## Request
Convert every line of the records below into a JSON list of strings, one string per line, and leave out any blank lines.

## Input material
☆ ☆ ☆ ☆

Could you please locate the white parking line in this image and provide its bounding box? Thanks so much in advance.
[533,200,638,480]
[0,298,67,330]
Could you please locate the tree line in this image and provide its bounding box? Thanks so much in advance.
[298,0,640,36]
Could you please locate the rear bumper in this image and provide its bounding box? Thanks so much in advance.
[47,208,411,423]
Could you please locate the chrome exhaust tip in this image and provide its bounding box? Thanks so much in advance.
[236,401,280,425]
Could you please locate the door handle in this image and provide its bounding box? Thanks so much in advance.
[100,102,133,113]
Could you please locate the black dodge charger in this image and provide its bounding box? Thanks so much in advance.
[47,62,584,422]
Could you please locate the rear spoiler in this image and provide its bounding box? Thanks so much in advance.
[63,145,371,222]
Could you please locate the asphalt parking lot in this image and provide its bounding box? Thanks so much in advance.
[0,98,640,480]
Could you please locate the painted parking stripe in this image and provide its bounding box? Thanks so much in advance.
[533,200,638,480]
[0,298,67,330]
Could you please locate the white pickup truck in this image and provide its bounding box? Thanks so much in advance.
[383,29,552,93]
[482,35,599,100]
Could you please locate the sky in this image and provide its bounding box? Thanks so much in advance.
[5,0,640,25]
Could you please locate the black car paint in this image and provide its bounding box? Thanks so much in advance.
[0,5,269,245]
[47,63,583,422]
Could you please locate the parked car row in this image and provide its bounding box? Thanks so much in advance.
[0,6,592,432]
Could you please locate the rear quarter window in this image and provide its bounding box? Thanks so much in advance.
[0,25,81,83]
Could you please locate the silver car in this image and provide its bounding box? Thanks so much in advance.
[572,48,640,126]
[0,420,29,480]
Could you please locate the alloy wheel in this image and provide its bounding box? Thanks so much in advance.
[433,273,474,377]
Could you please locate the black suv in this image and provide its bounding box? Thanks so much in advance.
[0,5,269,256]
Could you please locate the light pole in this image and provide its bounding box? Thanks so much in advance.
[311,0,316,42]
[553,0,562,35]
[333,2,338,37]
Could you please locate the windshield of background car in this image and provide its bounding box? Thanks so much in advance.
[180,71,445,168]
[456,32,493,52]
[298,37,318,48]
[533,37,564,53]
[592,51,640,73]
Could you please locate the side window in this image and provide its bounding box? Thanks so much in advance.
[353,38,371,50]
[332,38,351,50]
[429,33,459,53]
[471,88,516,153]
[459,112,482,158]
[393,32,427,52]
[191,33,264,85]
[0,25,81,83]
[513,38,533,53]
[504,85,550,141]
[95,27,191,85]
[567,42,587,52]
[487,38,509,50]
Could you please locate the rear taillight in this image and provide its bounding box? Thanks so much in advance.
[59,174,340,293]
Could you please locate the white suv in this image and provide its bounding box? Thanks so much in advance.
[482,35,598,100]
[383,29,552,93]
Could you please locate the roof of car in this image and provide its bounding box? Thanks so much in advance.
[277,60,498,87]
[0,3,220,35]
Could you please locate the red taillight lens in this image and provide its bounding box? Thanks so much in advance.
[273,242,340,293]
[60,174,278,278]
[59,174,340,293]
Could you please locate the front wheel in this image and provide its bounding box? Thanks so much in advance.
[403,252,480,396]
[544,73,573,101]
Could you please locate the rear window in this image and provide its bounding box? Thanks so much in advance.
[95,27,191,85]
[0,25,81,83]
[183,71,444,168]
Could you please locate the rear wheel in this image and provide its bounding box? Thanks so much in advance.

☆ ☆ ☆ ☆

## Expected output
[
  "Could you please locate the white parking line in this image and provide its bounding box? Thanks so much in advance.",
  "[533,200,638,480]",
  "[0,298,67,330]",
  "Could you please locate the tree line in this image and provide its bounding box? Thanks so much in advance.",
  "[298,0,640,36]",
  "Could you please locate the rear bumper in this image and provide its bounding box? Thanks so much in advance.",
  "[47,208,411,423]",
  "Could you please locate the chrome exhaust tip in this image and provide its bounding box? Thanks so much in advance.",
  "[236,401,280,425]",
  "Could you please locate the door handle in this image and provide its bounding box? Thanks so much in advance.",
  "[100,102,133,113]",
  "Could you please locate the black dodge charger in this image and provide its bounding box? Thanks so much in advance.",
  "[47,62,584,422]",
  "Could you please locate the rear spoiler in this image and provide its bounding box? Thanks so much in advance.",
  "[63,145,371,222]",
  "Could you please locate the asphalt parking lot in this image and provide its bounding box? Thanks so much in advance.",
  "[0,98,640,480]",
  "Could you please locate the painted parking stripe in this image and provide its bounding box? Thanks so much in advance.",
  "[533,200,638,480]",
  "[0,298,67,330]",
  "Could you please locate the white pickup truck in this image and provide its bounding box? Thanks so much in advance.",
  "[383,29,552,93]",
  "[482,35,599,100]",
  "Could you please locate the sky in this image and provide its bounding box? Thanks so much in advance.",
  "[5,0,640,25]",
  "Could you please locate the black car paint in this image and provide its bounding box? Thanks so much in advance.",
  "[0,5,269,245]",
  "[47,63,583,422]",
  "Could you please locate the parked car row in this image and provide its bounding box? Thanks so much in advance.",
  "[0,6,592,432]",
  "Could you please locate the rear quarter window in this image and provide its bounding box? Thanks so much in advance.",
  "[0,25,81,83]",
  "Could you please locate the silver car in this image and provide its bounding box? Thanks so much in advance.",
  "[572,48,640,126]",
  "[0,420,29,480]",
  "Could you please locate the alloy wheel in this image and provide its bounding box? Thanks so much in advance.",
  "[433,273,474,377]",
  "Could you please locate the black suv in this image and provide its bounding box? Thanks so much in advance.",
  "[0,5,269,256]",
  "Could you please locate the light pole in this image and provide its bounding box? Thanks so much in advance.",
  "[311,0,316,42]",
  "[553,0,562,35]",
  "[333,2,338,37]",
  "Could you please locate the windshield of background car in this image and provide its bounding box? Thanks so much in advance.",
  "[180,71,445,168]",
  "[456,32,493,52]",
  "[298,37,318,48]",
  "[533,37,564,53]",
  "[592,51,640,73]",
  "Could you please locate the side window in this image and provide its bounding box? Thanks so much in advance.",
  "[353,38,371,50]",
  "[332,38,351,50]",
  "[429,33,459,53]",
  "[471,88,516,153]",
  "[459,112,482,158]",
  "[393,32,427,52]",
  "[191,33,264,85]",
  "[0,25,81,83]",
  "[513,38,533,53]",
  "[504,85,550,141]",
  "[95,27,191,85]",
  "[567,42,587,52]",
  "[487,38,509,50]",
  "Could you please locate the rear taillight in this image and provide its bounding box? Thanks so much in advance.",
  "[59,174,340,293]",
  "Could you please locate the white suv in this image and provide its bounding box? Thanks so much in advance.",
  "[482,35,598,100]",
  "[383,29,552,93]",
  "Could you please locate the roof of car in this image and provide its bounding box? Thanks so much in advance.",
  "[277,60,498,87]",
  "[0,3,220,35]",
  "Could you please locate the red taillight lens in this image and provide its bounding box? Thanks so much in advance.",
  "[273,242,340,293]",
  "[60,174,278,278]",
  "[59,174,340,293]",
  "Could you please locate the front wheel in this image and provide its bounding box? Thanks so much in advance.",
  "[403,252,480,396]",
  "[544,73,573,101]",
  "Could you please locate the rear window in this image and provide its bounding box? Thanks so much in advance.",
  "[95,27,191,85]",
  "[0,25,81,83]",
  "[183,71,444,168]",
  "Could you please locate the rear wheel in this image and provide its bounding box? Thanks so much in advance."
]